━━ SOURCE MATERIAL

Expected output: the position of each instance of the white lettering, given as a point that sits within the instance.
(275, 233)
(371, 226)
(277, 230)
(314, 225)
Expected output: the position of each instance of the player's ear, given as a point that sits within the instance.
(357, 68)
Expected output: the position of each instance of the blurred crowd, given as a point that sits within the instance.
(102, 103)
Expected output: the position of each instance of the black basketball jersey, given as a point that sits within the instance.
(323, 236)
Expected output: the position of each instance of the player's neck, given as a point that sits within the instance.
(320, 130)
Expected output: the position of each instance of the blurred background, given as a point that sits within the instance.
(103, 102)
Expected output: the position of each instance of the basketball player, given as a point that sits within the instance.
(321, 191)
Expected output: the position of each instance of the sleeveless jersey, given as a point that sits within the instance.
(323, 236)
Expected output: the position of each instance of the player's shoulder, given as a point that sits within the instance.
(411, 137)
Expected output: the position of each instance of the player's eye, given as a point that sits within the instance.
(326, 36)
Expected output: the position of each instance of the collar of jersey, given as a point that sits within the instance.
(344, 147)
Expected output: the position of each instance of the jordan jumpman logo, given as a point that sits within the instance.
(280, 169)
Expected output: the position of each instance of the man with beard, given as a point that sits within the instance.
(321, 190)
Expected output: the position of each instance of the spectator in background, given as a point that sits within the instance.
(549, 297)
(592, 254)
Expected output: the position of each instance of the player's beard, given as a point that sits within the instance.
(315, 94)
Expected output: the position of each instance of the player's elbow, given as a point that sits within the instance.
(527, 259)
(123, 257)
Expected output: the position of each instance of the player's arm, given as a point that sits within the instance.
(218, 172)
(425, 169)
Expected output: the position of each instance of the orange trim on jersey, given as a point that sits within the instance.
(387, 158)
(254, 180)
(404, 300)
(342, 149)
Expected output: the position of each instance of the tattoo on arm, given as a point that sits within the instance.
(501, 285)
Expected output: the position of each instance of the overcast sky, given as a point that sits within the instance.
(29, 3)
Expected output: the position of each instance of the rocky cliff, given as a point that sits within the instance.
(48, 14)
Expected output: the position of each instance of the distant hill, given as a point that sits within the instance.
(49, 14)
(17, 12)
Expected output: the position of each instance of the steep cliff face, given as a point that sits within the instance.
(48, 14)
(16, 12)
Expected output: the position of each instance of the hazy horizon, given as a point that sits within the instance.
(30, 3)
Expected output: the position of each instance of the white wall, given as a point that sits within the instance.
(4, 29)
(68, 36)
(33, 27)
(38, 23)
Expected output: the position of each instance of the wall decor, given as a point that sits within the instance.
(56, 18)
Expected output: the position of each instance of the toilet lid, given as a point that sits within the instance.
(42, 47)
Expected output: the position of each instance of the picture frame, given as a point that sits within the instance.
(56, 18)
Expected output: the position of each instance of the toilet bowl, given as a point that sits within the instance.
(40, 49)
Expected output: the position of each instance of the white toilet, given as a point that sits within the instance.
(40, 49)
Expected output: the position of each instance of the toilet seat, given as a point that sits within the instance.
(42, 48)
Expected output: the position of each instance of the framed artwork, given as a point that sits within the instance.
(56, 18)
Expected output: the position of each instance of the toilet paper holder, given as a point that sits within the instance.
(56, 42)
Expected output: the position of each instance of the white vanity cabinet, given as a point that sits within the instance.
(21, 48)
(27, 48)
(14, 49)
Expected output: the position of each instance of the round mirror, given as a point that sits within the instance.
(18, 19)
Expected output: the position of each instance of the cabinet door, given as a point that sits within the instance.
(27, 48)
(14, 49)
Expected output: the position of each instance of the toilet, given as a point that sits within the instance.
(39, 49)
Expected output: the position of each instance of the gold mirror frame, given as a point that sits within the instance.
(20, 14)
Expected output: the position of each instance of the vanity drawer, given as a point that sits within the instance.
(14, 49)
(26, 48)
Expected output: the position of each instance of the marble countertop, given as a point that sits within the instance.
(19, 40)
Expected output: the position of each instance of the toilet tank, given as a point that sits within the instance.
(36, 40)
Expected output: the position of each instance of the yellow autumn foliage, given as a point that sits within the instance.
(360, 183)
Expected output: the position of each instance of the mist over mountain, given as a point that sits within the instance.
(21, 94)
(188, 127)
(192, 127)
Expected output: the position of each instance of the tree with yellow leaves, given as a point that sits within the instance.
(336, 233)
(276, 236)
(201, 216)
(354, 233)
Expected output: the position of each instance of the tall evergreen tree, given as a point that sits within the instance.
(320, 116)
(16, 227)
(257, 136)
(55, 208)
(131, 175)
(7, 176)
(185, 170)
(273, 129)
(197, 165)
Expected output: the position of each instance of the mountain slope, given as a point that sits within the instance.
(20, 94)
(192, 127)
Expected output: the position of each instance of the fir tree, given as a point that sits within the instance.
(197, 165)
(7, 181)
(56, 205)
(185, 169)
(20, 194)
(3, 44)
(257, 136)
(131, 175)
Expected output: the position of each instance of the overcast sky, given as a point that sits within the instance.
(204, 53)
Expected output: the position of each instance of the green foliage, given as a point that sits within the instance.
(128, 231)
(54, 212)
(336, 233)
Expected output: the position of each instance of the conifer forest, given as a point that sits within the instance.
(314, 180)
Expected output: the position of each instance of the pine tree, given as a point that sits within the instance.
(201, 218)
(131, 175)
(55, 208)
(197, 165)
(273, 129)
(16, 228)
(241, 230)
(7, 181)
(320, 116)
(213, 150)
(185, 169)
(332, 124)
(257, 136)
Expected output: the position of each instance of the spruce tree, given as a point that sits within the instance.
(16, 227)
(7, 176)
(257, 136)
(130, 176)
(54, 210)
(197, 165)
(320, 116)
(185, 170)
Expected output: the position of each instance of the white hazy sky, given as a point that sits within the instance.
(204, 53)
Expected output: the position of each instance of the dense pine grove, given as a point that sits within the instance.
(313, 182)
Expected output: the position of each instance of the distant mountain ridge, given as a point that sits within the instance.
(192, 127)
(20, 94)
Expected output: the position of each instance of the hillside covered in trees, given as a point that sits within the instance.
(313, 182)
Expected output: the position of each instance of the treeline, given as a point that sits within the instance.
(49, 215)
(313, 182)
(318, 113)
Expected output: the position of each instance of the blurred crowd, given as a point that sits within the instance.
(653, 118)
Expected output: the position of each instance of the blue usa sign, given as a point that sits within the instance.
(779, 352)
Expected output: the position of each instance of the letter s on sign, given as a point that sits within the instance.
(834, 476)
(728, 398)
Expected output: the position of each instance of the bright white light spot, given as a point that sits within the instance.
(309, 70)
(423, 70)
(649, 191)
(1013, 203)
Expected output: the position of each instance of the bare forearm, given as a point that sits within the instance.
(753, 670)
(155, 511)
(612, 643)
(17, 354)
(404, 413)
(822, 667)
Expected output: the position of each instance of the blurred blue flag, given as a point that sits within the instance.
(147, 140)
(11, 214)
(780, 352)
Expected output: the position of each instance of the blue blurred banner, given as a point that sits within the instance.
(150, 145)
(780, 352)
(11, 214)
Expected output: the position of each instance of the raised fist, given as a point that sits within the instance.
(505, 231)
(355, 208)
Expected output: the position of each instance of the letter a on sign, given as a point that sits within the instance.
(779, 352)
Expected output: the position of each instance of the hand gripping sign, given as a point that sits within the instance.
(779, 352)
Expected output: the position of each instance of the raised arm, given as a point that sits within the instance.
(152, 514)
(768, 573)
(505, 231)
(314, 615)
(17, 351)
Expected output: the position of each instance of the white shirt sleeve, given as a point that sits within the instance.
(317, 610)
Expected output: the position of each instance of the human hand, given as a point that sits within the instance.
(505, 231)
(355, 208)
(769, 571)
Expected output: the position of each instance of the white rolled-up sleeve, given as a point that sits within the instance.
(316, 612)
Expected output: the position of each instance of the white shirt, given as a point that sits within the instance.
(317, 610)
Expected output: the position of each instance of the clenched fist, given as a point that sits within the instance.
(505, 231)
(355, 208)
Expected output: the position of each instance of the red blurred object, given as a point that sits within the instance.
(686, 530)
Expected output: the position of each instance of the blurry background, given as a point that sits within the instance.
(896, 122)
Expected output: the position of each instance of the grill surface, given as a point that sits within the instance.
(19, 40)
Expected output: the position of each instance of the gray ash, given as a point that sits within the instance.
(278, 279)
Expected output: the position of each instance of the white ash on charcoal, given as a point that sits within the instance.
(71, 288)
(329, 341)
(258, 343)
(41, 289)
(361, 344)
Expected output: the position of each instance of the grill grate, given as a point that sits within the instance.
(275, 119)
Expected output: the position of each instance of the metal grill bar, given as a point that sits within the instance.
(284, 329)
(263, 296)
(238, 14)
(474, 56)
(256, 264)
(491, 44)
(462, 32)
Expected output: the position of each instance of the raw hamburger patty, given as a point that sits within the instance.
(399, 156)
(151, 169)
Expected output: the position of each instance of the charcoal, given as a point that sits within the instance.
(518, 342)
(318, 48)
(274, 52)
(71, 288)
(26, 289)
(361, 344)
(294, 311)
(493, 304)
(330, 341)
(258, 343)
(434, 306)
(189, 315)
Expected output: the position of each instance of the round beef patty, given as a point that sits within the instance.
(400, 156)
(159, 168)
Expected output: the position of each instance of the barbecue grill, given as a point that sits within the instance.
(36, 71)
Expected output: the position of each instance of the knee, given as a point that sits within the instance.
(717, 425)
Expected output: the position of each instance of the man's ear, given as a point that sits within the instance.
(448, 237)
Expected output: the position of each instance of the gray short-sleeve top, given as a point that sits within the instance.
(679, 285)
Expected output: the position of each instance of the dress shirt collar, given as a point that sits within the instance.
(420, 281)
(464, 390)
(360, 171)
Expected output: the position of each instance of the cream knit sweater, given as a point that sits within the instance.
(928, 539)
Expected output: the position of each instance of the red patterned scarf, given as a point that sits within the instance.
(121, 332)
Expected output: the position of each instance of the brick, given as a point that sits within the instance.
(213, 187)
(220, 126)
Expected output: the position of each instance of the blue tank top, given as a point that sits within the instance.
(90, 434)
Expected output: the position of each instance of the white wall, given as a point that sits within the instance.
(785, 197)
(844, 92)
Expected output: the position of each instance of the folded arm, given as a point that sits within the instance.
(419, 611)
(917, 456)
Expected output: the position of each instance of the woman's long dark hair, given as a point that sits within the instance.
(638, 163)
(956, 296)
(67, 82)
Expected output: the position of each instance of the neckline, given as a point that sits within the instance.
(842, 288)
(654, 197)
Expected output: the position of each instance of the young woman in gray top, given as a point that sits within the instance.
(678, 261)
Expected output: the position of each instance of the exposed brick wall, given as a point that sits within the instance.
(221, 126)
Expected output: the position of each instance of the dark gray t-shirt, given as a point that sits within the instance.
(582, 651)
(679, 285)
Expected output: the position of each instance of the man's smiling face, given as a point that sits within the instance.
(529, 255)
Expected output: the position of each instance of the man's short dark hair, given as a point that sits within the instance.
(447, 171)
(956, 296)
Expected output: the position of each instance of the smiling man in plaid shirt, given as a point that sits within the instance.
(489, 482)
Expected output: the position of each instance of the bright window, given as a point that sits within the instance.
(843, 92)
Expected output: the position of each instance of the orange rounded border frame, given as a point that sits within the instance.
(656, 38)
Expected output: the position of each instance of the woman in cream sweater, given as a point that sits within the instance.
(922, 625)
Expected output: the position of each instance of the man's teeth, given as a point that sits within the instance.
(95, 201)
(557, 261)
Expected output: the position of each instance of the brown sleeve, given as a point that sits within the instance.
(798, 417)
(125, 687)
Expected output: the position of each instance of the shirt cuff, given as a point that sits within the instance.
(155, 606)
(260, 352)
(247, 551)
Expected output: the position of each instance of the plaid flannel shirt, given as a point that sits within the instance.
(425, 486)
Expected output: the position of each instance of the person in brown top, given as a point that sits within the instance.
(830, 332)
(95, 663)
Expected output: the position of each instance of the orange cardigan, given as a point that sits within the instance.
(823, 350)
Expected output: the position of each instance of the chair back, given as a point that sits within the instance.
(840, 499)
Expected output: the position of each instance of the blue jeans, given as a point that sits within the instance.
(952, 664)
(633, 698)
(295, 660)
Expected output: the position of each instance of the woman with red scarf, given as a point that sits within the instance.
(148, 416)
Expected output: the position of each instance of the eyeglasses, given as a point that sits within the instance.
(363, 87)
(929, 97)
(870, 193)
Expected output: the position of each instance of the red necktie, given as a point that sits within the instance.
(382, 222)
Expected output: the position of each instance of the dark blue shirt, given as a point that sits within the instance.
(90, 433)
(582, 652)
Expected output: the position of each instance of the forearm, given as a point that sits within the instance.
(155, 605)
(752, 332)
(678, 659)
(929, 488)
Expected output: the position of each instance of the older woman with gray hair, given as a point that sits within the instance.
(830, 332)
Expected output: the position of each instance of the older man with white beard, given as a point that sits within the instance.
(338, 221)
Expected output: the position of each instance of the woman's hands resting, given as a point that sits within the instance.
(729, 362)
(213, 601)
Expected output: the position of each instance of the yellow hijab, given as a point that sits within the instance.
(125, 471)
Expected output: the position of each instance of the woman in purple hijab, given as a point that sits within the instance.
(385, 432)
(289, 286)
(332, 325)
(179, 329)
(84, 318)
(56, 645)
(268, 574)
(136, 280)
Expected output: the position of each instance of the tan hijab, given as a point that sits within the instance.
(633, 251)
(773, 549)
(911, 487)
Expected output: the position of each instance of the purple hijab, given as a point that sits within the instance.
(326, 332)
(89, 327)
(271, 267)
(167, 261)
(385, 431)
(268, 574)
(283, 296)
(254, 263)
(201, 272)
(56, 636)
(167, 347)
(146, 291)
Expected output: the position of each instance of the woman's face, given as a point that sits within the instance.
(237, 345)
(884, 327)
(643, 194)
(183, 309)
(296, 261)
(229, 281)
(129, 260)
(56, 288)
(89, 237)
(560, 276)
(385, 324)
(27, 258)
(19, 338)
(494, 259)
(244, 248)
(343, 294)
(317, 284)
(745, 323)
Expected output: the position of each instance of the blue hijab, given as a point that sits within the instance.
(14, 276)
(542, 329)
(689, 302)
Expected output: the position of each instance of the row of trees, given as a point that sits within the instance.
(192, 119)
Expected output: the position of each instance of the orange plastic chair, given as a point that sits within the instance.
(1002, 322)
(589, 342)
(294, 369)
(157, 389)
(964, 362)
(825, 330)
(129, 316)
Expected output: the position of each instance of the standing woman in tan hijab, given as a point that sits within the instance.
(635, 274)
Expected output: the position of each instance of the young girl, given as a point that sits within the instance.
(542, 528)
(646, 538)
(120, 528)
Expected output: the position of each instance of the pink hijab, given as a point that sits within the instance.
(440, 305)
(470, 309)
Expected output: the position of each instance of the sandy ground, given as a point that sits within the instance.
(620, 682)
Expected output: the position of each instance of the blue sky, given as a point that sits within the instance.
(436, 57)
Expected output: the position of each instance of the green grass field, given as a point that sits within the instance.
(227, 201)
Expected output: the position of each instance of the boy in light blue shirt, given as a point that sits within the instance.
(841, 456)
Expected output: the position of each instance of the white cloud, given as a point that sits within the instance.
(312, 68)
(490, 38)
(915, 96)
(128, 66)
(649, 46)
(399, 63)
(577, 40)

━━━━

## WRITTEN TASK
Your task is to extract the lines running from the one with "the orange plastic" to the end of the material, inclusive, copying each exactly and adding nothing.

## ANSWER FOR THIS EXERCISE
Expected output: the position of each instance of the orange plastic chair, given as a point that sits within the instance.
(1002, 322)
(589, 342)
(294, 369)
(157, 389)
(964, 362)
(825, 330)
(129, 316)
Expected output: the position of each instance of the standing woman in tan hijab, given as a point that sits within the instance.
(635, 274)
Expected output: the position of each instance of the young girl, given as a point that sits within the instance.
(542, 528)
(646, 538)
(120, 528)
Expected output: the position of each instance of the pink hijab, given as a point that sits within the instance.
(440, 305)
(470, 309)
Expected output: the position of each instance of the sandy ground, given as a point that sits within the instance.
(620, 682)
Expected output: the position of each instance of the blue sky, given as a point that sits within the instance.
(436, 57)
Expected output: the position of each instance of the green grass field, given as a point that sits within the instance.
(227, 201)
Expected output: the position of each instance of the boy in light blue shirt, given as a point that sits within the instance.
(841, 456)
Expected output: the position of each instance of the white cloud, given as a point that sits within the instance.
(312, 68)
(490, 38)
(915, 96)
(128, 66)
(649, 46)
(399, 63)
(577, 40)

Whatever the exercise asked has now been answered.